● **Stored entries**
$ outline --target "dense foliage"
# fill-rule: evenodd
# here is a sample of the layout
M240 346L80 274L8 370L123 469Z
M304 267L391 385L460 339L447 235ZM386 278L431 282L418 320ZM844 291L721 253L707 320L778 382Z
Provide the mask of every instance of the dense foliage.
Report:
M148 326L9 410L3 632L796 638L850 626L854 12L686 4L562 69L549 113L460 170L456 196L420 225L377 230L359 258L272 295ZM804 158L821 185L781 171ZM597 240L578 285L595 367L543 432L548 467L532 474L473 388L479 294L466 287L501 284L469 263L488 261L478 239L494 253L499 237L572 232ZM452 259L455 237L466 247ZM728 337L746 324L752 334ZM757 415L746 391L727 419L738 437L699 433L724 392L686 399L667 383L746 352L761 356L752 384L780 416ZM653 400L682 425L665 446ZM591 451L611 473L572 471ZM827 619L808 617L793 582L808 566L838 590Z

● **Work instructions**
Revise the stored entries by replacing each occurrence of "dense foliage" with "leafy vegetation" and keeping every other character as it is.

● **Right answer**
$ outline --target "leafy vegetation"
# fill-rule: evenodd
# here is a sample of the layout
M240 346L80 274L8 370L123 469Z
M304 267L391 385L460 339L447 235ZM386 278L431 282L418 320ZM844 291L721 253L707 320L778 382Z
Provide the mask of every instance of the leafy vegetation.
Report:
M148 326L9 410L3 632L796 638L850 626L854 12L686 4L562 69L549 113L460 170L456 196L420 225L377 230L359 258L272 295ZM804 158L821 185L781 171ZM597 240L578 285L595 367L543 432L548 467L532 474L473 388L479 294L466 287L501 284L469 263L488 261L478 239L494 253L499 237L572 232ZM452 259L455 237L466 247ZM728 337L746 324L752 334ZM757 415L746 391L727 419L738 437L699 433L724 392L686 399L667 383L746 352L761 356L752 384L780 416ZM653 400L682 425L665 446ZM591 451L611 473L572 471ZM827 619L808 617L793 582L808 566L838 590Z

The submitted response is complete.